*Exercise goal*:
Skip every picture, and copy exactly the lines from the one containing "Mark the innermost point of each instance of the boat in" to the end of the data.

* Start Exercise inputs *

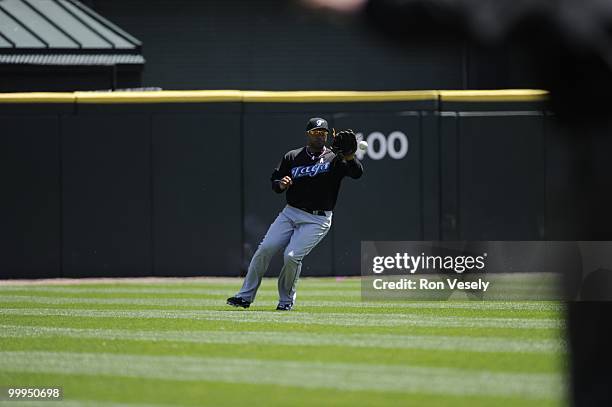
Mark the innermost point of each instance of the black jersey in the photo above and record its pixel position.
(316, 180)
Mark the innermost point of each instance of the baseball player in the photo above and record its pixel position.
(311, 178)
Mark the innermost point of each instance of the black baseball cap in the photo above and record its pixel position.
(317, 123)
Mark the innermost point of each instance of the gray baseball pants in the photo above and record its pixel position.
(298, 232)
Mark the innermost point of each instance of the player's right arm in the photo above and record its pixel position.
(281, 179)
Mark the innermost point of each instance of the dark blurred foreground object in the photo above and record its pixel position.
(568, 42)
(63, 46)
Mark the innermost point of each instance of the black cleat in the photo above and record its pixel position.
(284, 307)
(238, 302)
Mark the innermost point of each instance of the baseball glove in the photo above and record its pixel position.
(344, 143)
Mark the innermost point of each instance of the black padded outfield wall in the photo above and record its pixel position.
(177, 183)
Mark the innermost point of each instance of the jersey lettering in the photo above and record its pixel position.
(310, 170)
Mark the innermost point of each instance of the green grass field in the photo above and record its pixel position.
(175, 342)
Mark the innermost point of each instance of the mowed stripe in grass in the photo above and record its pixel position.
(345, 376)
(551, 309)
(385, 341)
(332, 319)
(518, 344)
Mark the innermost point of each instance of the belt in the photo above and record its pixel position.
(314, 212)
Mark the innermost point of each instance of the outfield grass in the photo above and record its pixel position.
(177, 343)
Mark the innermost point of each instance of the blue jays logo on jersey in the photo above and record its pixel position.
(310, 170)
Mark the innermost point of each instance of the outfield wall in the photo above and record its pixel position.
(177, 183)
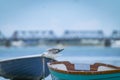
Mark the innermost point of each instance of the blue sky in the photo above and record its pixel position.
(59, 15)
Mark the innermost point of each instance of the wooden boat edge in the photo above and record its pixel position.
(86, 72)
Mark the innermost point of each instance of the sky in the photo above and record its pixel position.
(59, 15)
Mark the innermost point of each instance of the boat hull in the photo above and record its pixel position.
(25, 68)
(63, 76)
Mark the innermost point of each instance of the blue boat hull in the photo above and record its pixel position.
(25, 68)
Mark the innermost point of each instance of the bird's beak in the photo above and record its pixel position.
(60, 50)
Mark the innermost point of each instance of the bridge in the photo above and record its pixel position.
(69, 37)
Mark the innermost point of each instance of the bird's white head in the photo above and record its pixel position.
(52, 53)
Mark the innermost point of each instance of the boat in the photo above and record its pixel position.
(32, 67)
(65, 70)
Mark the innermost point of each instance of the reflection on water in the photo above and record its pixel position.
(73, 54)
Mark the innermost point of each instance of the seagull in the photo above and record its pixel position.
(52, 53)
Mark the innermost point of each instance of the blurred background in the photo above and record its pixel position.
(89, 30)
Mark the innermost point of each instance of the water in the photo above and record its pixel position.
(74, 54)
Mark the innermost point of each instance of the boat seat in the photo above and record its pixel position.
(83, 67)
(102, 67)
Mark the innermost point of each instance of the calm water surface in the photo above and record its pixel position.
(74, 54)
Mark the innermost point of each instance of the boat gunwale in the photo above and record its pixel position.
(84, 72)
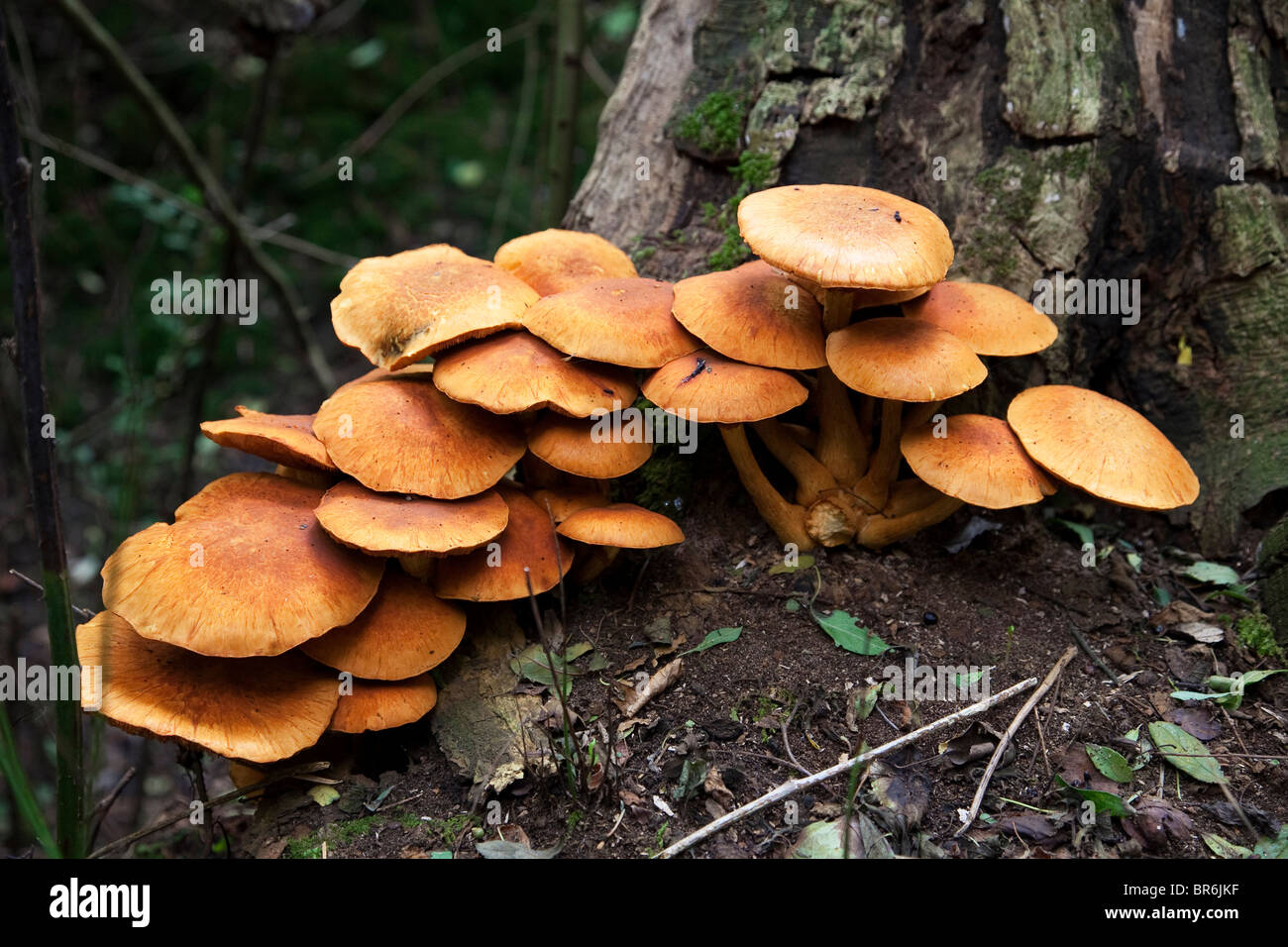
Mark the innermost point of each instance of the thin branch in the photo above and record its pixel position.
(411, 95)
(842, 767)
(127, 840)
(262, 234)
(217, 197)
(1052, 676)
(43, 470)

* End Exercise inputs *

*Task output*:
Mark the innermost point of each instance of the boat in the photo above and record its pixel position.
(32, 67)
(65, 70)
Mark the innermost point of each instance of the reflection on water in the photo above and record its pixel position.
(73, 54)
Mark the innermost point of each instance of the seagull in the photo above and record its pixel position.
(52, 53)
Mark the innermost point of each instance of the blurred background in the photo above and record its pixel position.
(89, 30)
Mark the innermost point of each instance of the water in the photo above and record its pixel position.
(74, 54)
Mark the innermost point of each instance of the boat seat in the photo above and record its pixel position.
(83, 67)
(102, 67)
Mark the innermost point of each instance of the calm water surface in the photo above and record its pixel position.
(74, 54)
Mark the innermost point of each instance of the boat gunwale in the photo above and record its pixel position.
(84, 72)
Mark the innermost point of each instance of the thin branch in the photo above and record its pixel position.
(411, 95)
(842, 767)
(127, 840)
(262, 234)
(217, 197)
(1052, 676)
(43, 470)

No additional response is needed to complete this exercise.